>> start

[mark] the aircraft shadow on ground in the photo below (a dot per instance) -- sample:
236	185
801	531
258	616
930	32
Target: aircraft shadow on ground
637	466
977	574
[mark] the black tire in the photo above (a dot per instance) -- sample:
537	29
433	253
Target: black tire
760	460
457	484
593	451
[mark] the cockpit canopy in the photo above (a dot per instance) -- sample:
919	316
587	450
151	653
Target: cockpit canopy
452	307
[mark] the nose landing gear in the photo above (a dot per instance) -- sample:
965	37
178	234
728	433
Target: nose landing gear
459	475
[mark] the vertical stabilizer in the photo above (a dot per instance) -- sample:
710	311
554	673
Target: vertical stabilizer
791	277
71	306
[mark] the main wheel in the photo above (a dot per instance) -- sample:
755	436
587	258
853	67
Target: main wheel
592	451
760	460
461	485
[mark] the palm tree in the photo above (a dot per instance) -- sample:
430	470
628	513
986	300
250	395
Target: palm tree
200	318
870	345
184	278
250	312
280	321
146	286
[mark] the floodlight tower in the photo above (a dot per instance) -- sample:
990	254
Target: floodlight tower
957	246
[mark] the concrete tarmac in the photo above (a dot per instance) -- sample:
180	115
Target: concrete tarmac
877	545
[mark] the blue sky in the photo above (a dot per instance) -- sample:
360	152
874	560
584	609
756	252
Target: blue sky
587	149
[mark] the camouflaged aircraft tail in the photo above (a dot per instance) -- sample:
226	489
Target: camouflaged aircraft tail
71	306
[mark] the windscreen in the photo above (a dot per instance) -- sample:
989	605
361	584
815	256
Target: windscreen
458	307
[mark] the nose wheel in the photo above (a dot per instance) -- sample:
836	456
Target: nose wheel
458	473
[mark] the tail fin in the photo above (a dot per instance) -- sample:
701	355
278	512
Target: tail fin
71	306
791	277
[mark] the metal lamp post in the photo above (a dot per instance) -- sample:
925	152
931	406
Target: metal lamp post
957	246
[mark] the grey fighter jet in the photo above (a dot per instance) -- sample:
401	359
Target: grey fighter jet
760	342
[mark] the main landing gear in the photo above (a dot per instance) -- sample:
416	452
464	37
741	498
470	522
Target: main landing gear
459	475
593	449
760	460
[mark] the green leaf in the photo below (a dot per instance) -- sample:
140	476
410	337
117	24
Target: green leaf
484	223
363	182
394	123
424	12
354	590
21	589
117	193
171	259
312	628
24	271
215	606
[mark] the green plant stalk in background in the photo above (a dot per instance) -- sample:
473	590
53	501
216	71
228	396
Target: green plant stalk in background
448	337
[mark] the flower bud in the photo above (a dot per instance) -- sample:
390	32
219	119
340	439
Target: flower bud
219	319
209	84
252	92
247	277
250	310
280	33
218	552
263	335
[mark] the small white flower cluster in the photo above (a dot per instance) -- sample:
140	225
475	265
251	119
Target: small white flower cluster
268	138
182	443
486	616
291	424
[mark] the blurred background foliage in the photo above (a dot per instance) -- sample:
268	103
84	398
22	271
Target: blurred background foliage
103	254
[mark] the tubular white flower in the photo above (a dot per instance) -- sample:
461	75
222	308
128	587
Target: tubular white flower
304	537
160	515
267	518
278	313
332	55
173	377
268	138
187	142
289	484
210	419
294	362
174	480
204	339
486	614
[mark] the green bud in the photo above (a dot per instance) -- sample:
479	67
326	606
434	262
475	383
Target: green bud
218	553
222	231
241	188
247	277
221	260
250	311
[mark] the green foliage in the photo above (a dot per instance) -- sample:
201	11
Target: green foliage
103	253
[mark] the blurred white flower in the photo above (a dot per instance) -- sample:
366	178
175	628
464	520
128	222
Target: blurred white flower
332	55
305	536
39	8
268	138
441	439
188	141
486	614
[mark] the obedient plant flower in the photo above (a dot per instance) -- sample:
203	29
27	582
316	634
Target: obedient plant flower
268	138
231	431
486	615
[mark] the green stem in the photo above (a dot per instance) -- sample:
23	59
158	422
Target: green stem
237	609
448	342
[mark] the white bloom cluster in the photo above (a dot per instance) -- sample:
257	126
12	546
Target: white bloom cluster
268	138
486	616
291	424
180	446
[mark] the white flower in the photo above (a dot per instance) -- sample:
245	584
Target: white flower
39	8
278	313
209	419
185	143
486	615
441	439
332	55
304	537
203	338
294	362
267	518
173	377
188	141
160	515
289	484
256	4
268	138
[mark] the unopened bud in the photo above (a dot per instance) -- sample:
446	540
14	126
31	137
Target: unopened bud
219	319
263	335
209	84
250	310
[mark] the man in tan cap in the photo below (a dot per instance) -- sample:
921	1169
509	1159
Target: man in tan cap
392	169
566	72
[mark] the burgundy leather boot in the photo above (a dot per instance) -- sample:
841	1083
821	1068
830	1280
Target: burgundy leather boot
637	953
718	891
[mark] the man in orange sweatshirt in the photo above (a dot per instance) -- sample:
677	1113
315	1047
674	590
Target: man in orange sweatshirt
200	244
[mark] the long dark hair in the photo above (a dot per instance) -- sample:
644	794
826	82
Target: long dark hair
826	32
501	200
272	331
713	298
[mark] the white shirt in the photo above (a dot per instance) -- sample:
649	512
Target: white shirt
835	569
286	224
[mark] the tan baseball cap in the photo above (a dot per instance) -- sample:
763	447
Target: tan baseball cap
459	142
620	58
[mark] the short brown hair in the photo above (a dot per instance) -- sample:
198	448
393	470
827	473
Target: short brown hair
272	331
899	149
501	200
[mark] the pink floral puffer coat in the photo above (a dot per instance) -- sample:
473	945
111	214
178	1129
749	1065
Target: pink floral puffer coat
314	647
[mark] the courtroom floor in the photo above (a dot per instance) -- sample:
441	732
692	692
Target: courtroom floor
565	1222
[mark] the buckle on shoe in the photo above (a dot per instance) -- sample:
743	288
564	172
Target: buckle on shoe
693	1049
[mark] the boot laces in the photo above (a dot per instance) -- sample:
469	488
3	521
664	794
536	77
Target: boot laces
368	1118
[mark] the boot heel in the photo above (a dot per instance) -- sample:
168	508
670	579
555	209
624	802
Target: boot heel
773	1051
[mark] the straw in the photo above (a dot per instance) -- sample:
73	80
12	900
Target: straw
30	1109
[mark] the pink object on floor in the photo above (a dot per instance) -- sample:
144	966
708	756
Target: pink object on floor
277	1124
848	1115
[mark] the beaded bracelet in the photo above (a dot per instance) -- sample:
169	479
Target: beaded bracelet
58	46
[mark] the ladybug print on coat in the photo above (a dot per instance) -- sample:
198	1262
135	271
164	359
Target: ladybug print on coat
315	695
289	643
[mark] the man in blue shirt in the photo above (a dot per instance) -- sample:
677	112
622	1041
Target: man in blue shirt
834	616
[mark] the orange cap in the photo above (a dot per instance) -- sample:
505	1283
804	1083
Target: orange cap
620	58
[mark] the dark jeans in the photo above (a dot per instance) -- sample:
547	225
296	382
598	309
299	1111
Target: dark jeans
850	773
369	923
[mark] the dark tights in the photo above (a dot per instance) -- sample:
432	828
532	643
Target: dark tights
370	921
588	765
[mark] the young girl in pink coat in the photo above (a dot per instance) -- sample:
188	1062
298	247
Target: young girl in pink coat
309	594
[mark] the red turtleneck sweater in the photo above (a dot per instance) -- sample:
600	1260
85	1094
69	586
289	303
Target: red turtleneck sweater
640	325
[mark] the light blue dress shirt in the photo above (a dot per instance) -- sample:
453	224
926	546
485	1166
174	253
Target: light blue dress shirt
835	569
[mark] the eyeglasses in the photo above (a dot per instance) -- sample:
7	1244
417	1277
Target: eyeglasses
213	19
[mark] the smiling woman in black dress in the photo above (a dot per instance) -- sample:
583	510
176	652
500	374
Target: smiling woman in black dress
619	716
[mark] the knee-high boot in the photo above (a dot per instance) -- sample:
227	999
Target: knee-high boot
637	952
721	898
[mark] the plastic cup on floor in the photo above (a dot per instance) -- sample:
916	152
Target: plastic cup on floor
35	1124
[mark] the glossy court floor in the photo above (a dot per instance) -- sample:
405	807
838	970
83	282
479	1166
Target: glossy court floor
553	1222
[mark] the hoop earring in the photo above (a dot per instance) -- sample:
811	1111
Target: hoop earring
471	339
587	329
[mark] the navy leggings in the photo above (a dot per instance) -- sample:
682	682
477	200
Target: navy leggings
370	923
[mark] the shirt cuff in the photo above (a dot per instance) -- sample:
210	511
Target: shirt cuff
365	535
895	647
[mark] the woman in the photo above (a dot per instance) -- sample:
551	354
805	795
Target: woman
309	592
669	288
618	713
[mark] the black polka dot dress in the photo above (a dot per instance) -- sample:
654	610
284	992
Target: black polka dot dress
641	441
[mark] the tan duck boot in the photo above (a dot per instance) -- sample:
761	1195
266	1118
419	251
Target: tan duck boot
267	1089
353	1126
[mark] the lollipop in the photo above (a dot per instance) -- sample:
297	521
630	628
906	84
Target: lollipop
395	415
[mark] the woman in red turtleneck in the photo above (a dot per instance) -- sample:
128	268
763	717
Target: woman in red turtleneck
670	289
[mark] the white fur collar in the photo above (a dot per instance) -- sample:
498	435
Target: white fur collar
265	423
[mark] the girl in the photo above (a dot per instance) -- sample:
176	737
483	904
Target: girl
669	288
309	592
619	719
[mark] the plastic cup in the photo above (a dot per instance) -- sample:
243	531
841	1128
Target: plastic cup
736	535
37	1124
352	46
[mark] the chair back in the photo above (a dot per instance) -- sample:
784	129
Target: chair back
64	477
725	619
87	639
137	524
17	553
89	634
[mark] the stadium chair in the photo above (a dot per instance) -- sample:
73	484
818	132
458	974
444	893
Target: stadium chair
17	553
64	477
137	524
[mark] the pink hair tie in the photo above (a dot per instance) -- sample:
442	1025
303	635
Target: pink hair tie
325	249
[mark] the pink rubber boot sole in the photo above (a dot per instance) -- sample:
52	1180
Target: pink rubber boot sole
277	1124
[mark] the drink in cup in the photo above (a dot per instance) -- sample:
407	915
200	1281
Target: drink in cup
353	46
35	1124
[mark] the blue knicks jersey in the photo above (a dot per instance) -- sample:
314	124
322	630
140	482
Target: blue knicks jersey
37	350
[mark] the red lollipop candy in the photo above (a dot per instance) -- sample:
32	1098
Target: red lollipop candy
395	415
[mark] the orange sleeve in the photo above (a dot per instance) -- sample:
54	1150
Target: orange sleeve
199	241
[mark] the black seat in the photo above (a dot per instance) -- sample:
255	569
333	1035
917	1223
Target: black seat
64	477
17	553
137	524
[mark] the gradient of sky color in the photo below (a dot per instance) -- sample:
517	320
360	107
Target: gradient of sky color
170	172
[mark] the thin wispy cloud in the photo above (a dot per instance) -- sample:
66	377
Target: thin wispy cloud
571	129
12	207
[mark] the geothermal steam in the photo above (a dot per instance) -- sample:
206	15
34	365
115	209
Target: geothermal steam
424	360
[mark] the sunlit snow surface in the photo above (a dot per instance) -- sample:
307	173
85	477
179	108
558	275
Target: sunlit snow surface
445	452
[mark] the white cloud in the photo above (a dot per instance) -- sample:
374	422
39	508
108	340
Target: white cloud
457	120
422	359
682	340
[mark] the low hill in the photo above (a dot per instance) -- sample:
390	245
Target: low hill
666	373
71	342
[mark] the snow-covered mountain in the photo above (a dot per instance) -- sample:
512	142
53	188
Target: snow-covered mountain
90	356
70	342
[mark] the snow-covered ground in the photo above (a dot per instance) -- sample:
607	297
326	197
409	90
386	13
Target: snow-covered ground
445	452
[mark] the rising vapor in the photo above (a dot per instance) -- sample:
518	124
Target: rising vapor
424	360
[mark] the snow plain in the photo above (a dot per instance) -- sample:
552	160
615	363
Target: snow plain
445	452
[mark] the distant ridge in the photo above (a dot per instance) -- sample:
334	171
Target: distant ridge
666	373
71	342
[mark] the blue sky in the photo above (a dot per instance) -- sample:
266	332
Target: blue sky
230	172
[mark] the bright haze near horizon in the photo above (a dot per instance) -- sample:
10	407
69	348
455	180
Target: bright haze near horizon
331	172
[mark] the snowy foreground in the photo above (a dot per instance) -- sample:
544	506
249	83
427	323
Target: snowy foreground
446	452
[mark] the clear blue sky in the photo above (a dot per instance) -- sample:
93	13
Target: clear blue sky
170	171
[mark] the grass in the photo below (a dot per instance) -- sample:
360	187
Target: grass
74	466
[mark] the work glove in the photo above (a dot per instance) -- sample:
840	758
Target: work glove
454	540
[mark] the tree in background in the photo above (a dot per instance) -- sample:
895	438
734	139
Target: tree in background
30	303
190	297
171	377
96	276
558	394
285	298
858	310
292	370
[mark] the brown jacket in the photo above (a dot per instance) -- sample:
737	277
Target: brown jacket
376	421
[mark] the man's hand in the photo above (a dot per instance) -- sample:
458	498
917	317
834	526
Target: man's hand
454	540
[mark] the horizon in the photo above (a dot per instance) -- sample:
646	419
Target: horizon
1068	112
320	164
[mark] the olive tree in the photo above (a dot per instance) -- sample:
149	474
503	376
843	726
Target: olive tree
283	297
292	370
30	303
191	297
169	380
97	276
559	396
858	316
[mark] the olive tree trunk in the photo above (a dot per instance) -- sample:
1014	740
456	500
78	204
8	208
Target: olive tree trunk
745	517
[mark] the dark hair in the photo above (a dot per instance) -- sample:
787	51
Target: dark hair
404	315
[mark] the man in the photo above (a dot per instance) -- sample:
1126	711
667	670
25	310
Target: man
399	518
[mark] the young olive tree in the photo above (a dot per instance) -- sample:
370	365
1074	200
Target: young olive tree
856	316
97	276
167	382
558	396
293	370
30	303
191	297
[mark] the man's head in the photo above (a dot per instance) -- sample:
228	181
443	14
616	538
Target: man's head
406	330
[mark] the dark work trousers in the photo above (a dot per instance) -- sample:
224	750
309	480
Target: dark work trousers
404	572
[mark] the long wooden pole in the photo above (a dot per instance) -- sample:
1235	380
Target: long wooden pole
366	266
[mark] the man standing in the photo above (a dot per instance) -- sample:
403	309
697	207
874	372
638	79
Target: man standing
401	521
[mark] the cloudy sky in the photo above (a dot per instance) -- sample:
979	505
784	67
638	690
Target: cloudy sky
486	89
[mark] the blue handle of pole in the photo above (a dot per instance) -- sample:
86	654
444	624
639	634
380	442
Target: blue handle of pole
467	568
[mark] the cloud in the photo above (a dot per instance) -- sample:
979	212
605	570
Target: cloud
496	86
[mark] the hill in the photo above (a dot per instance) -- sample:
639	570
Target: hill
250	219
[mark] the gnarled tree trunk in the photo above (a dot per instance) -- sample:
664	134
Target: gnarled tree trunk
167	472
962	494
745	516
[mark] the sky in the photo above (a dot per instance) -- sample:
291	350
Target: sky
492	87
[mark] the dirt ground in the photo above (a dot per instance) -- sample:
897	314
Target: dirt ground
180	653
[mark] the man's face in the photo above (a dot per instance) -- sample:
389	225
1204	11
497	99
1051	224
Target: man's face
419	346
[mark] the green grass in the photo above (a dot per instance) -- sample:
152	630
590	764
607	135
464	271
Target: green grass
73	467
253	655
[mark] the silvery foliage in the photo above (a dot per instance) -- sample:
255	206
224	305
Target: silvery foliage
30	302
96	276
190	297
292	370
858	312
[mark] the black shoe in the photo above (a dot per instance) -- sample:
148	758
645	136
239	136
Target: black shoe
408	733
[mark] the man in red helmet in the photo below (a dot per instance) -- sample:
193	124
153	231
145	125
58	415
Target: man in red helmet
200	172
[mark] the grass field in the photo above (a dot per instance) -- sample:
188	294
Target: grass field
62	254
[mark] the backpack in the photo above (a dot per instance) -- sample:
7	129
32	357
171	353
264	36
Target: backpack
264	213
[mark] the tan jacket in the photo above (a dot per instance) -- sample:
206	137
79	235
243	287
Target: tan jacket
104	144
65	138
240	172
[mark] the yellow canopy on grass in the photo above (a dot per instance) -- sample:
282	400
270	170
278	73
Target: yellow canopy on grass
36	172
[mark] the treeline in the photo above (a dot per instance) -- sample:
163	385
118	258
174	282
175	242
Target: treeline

>> end

Task to complete: Reproduce the material verbatim, from the line that contains "[mark] the grass field" up to and including the last line of the material.

Task solution:
[mark] the grass field in the photo above (a dot per instance) -- sample:
188	294
Target: grass field
62	254
[mark] the backpack in the photo above (a dot per instance) -- sample:
7	129
32	357
171	353
264	36
Target: backpack
264	213
[mark] the tan jacket in the photo above (a dot per instance) -- sample:
206	137
79	235
243	287
Target: tan jacket
104	144
65	138
240	172
[mark] the yellow canopy on grass in the photo above (a dot per instance) -- sample:
282	400
270	170
278	73
Target: yellow canopy on grass
36	172
[mark] the treeline in the photo above (a dot per instance) -- sample:
163	385
118	258
174	282
175	242
Target: treeline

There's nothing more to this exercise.